Start of Records shown

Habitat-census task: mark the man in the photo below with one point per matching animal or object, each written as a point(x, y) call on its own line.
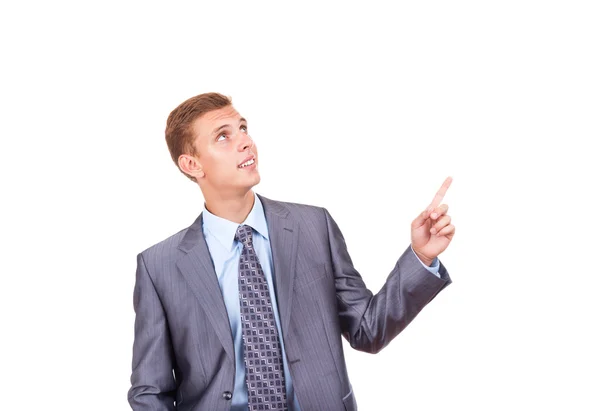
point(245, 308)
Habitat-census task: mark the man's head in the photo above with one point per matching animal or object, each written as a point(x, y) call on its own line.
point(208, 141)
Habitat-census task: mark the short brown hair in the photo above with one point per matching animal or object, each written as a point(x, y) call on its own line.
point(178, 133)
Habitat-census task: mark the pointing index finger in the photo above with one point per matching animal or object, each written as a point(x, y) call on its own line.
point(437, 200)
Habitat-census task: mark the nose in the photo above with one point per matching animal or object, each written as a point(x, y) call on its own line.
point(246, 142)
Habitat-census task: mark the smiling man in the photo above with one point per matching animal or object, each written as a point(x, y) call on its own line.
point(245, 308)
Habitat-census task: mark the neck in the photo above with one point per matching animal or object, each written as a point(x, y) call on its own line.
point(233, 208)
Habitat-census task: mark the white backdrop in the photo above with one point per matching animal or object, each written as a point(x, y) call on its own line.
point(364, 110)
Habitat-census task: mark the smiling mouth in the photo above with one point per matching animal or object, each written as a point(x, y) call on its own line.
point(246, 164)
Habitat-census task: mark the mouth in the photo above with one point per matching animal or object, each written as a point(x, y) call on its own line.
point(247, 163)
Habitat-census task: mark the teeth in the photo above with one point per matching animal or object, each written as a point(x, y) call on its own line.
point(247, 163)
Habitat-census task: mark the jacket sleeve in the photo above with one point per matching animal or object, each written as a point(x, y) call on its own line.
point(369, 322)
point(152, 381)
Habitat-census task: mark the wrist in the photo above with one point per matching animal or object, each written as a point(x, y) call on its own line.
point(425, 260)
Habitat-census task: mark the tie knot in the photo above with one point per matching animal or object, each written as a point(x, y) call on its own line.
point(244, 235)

End of Records shown
Start of Records shown

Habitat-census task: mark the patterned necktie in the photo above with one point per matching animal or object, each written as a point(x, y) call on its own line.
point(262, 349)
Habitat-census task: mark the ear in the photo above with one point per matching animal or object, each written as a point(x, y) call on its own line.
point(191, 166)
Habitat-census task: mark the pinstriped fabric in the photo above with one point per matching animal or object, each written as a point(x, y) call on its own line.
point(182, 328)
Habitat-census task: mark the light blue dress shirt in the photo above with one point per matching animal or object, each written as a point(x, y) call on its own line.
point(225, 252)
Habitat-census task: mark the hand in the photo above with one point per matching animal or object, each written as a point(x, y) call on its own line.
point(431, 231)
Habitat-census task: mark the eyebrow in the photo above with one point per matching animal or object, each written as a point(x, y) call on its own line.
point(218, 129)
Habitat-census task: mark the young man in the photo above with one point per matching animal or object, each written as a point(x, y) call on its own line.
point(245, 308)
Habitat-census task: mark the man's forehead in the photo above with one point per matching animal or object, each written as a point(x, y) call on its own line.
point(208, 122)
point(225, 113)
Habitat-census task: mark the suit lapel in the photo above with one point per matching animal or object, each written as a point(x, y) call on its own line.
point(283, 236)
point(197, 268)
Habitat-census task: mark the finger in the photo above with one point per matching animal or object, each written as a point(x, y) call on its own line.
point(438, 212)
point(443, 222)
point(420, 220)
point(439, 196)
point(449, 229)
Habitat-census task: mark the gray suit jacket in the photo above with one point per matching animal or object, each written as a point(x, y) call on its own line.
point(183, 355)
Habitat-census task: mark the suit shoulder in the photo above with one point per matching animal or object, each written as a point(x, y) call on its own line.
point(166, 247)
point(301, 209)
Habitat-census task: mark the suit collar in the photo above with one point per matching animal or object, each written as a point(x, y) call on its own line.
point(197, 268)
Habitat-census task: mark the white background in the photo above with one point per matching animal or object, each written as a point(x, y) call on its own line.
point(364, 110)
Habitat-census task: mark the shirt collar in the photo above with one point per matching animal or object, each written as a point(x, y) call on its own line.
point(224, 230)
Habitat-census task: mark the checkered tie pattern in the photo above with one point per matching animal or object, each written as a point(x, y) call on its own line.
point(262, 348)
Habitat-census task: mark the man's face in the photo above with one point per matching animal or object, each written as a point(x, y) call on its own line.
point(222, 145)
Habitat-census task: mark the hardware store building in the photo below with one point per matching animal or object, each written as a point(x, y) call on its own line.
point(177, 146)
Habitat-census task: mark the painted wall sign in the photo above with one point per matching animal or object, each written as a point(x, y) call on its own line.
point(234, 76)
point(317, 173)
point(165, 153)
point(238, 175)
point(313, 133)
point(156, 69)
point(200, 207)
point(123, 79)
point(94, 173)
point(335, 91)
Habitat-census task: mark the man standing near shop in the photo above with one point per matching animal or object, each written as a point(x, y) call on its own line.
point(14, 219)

End of Records shown
Start of Records shown

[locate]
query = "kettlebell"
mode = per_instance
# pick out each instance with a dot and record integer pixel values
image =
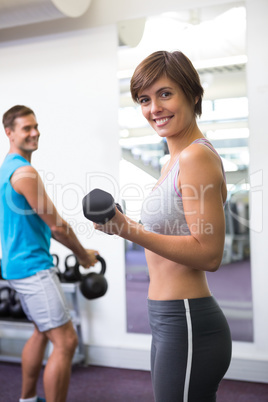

End of Records shown

→ Exercise description
Turn the lines from the one containing "Habitat-census task: mark the short" through the one containing "point(246, 142)", both included, into a numbered list, and leave out any blank lines.

→ Task response
1. Habitat-census task: mark the short brown hair in the photo above with one point per matching animal or object, each written as a point(x, y) call on its own line.
2. point(178, 133)
3. Habitat-census task: mark the pointing index finger in the photo above with one point per matching animal or object, each written as a point(x, y) call on its own line.
4. point(437, 200)
5. Habitat-census task: mark the nose in the photo above with one point per matching animal or object, each written as a point(x, y) call on its own line.
6. point(246, 142)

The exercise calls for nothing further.